EXERCISE DESCRIPTION. Set down each line of the records once more, precisely, and omit the pictures.

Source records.
————————

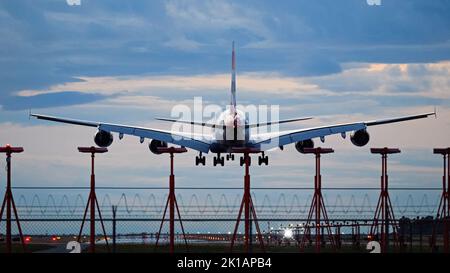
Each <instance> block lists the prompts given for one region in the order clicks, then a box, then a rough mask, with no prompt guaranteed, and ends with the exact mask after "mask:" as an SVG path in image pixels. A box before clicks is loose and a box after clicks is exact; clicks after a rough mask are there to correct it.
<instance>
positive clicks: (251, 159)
mask: <svg viewBox="0 0 450 273" xmlns="http://www.w3.org/2000/svg"><path fill="white" fill-rule="evenodd" d="M239 164H240V165H241V166H244V165H245V159H244V157H243V156H241V158H240V160H239ZM248 165H249V166H251V165H252V158H251V157H250V156H249V157H248Z"/></svg>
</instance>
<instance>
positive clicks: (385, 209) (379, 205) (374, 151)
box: [370, 147, 400, 253]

————————

TASK RESPONSE.
Each <instance> block lists the prompts given for one region in the order clicks, then a box, then a rough mask, with no prompt guaranteed, and ends with the exact mask after "mask:" as an SVG path in image pixels. A box before clicks is loose and a box after clicks is exact; clicks after a rough mask are there to correct it.
<instance>
positive clicks: (251, 159)
mask: <svg viewBox="0 0 450 273" xmlns="http://www.w3.org/2000/svg"><path fill="white" fill-rule="evenodd" d="M239 164H240V165H241V166H244V165H245V159H244V157H243V156H241V158H240V160H239ZM248 165H249V166H251V165H252V158H251V157H250V156H249V157H248Z"/></svg>
</instance>
<instance>
positive clicks: (385, 209) (379, 205) (374, 151)
box: [370, 147, 400, 253]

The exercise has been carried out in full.